[Texte présenté]
========
Dans la tachycardie auriculaire (foyer se dépolarisant à > 180 /min ; onde P remplacée par une ligne de base irrégulière), le ventricule peut suivre le rythme d'excitation jusqu'à une fréquence de 200/min. Pour des fréquences plus élevées, seule chaque 2e ou 3e excitation est transmise, les impulsions intermédiaires arrivant lors de la période réfractaire du nœud AV. De telles fréquences auriculaires (jusqu'à 350/min) sont appelées flutter auriculaire. Lors de la fibrillation auriculaire, les décharges du foyer peuvent atteindre 500/min, mais seules quelques impulsions occasionnelles sont transmises. L'excitation ventriculaire est alors totalement irrégulière (arythmie totale).
Une stimulation ectopique peut aussi naître dans le ventricule : on parle d'extrasystole ventriculaire. Le complexe QRS de l'ES est alors déformé. Pour une fréquence sinusale basse, l'excitation sinusale consécutive est transmise normalement aux ventricules : on parle d'extrystole interposée. Si la fréquence sinusale est plus élevée, l'impulsion sinusale suivante arrive pendant la période réfractaire du myocarde, aussi seule l'impulsion sinusale ultérieure sera efficace : on a alors une pause compensatoire. Ici RRES + RESR = 2RR.
La tachycardie ventriculaire est le résultat d'une succession d'excitations (ectopiques) ventriculaires à rythme élevé. Le remplissage des ventricules et les possibilités d'éjection cardiaque diminuent. Il peut en résulter une fibrillation ventriculaire, c'est-à-dire des pulsations non coordonnées dans le temps et dans l'espace au niveau des différentes parties du myocarde (B4). En l'absence de mesure thérapeutique, cette situation a les mêmes conséquences funestes qu'un arrêt cardiaque, car la circulation est interrompue. La fibrillation ventriculaire naît principalement lorsqu'une extrasystole survient dans la « période vulnérable » du cycle cardiaque, correspondant à la période réfractaire relative contemporaine de l'onde T de l'ECG. Les potentiels d'action apparaissant durant cette phase : a) montrent une pente moins accentuée et sont de ce fait transmis plus lentement, et b) sont de plus courtes durées. L'ensemble de ces propriétés détermine les possibilités de l'excitation myocardique répétée de parvenir dans des zones toujours ré-excitables (« ré-entrée »). La fibrillation ventriculaire peut aussi résulter d'une électrocution, et peut être traitée avec succès à l'aide d'un choc électrique adéquat (défibrillateur).
========
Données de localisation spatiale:
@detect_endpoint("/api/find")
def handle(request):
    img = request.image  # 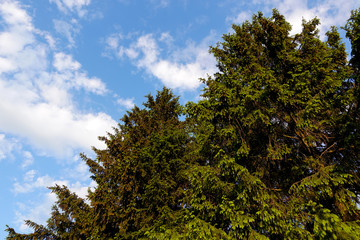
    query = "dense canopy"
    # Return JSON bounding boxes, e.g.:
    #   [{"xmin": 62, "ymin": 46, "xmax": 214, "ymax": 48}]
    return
[{"xmin": 7, "ymin": 10, "xmax": 360, "ymax": 239}]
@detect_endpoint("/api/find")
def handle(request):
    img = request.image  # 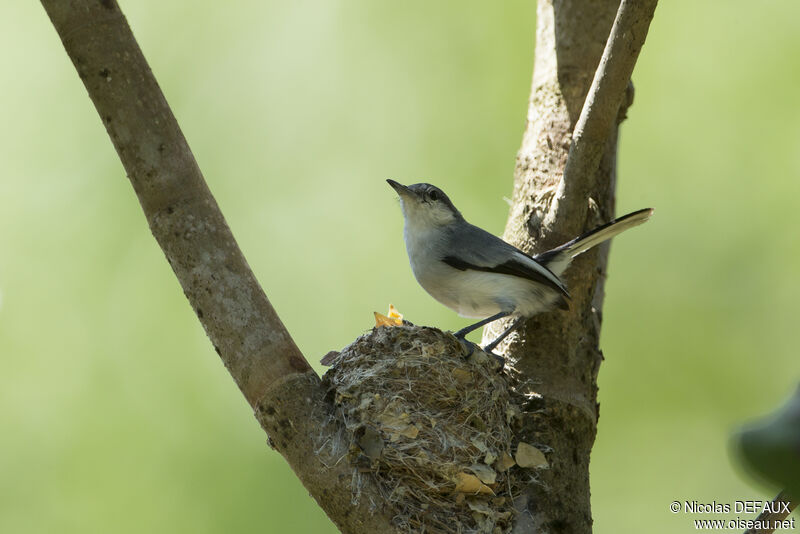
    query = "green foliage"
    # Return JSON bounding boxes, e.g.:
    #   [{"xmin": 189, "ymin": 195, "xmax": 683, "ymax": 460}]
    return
[{"xmin": 0, "ymin": 0, "xmax": 800, "ymax": 534}]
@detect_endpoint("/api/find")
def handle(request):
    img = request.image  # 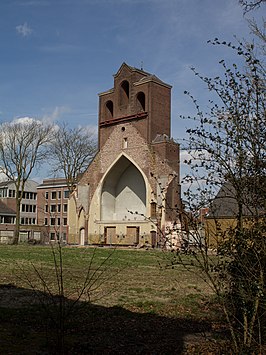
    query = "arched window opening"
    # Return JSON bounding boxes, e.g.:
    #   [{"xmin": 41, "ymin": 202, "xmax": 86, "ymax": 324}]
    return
[
  {"xmin": 101, "ymin": 156, "xmax": 147, "ymax": 221},
  {"xmin": 120, "ymin": 80, "xmax": 129, "ymax": 106},
  {"xmin": 137, "ymin": 92, "xmax": 145, "ymax": 112},
  {"xmin": 105, "ymin": 100, "xmax": 114, "ymax": 120}
]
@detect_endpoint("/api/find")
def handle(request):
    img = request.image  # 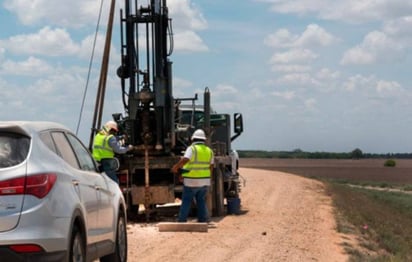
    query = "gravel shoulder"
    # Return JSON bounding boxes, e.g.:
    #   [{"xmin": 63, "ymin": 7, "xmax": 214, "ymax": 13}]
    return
[{"xmin": 128, "ymin": 168, "xmax": 348, "ymax": 262}]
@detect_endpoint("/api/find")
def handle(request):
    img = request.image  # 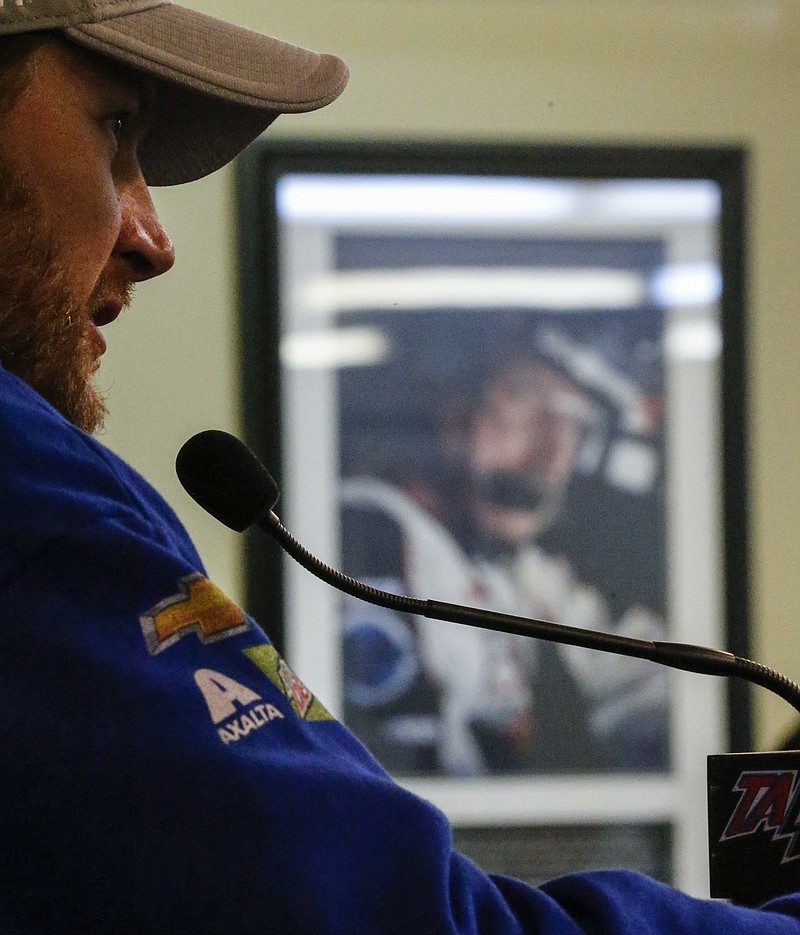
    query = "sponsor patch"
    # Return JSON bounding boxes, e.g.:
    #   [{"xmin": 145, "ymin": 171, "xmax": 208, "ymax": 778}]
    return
[
  {"xmin": 244, "ymin": 643, "xmax": 334, "ymax": 721},
  {"xmin": 139, "ymin": 573, "xmax": 250, "ymax": 655},
  {"xmin": 194, "ymin": 669, "xmax": 284, "ymax": 744}
]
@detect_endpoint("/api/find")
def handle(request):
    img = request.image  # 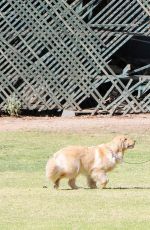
========
[Exercices à réaliser]
(1) D'après le texte sur les arythmies cardiaques, jusqu'à quelle fréquence le ventricule peut-il suivre le rythme d'excitation lors d'une tachycardie auriculaire ?
(2) En vous appuyant sur le texte sur les arythmies cardiaques, expliquez pourquoi une extrasystole ventriculaire est suivie d'une pause compensatoire lorsque la fréquence sinusale est élevée.
(3) Prolongez le texte sur les arythmies cardiaques à partir de sa dernière phrase.

[Corrigé]
(1) Jusqu'à une fréquence de 200/min.

(2) Quand la fréquence sinusale est élevée, l'impulsion sinusale qui suit l'extrasystole arrive pendant la période réfractaire du myocarde et reste donc sans effet. Seule l'impulsion sinusale ultérieure est efficace, ce qui crée une pause compensatoire.

(3)
Des arythmies peuvent aussi avoir pour origine un trouble de la conduction dans le nœud AV (bloc AV) ou dans un branche du faisceau de His (bloc de branche gauche ou droit).
- Dans le bloc du 1er degré, on a un simple ralentissement de la conduction AV (intervalle PQ > 0,2 s);
- dans le bloc du 2e degré, seule une excitation sur 2 ou 3 franchit te nœud AV ; enfin
- dans le bloc du 3e degré, aucune excitation ne parvient au myocarde ventriculaire : on a un bloc complet (B5) qui se traduit par des pauses cardiaques temporaires (syndrome d'Adam-Stokes).
Des entraîneurs ventriculaires assurent la rythmicité cardiaque dans ce cas (bradycardie ventriculaire avec fréquence auriculaire normale). Il s'ensuit une indépendance totale entre les ondes P de l'ECG et les complexes QRS. Lorsque la fréquence sinusale de repos est de 60 à 80/min, celle du cœur décroît jusqu'à 40-60/min si le nœud auriculo-ventriculaire prédomine. Lorsque le bloc est total (bloc du 3e degré), le « foyer » ventriculaire fixe la fréquence cardiaque entre 20 et 40/min. Ces blocs sont une indication formelle pour l'utilisation thérapeutique d'entraîneurs artificiels (pacemakers artificiels). Un bloc de branche se traduit par une importante déformation de l'ECG car la portion du myocarde concernée par le bloc est excitée par des voies anormales à partir du côté sain.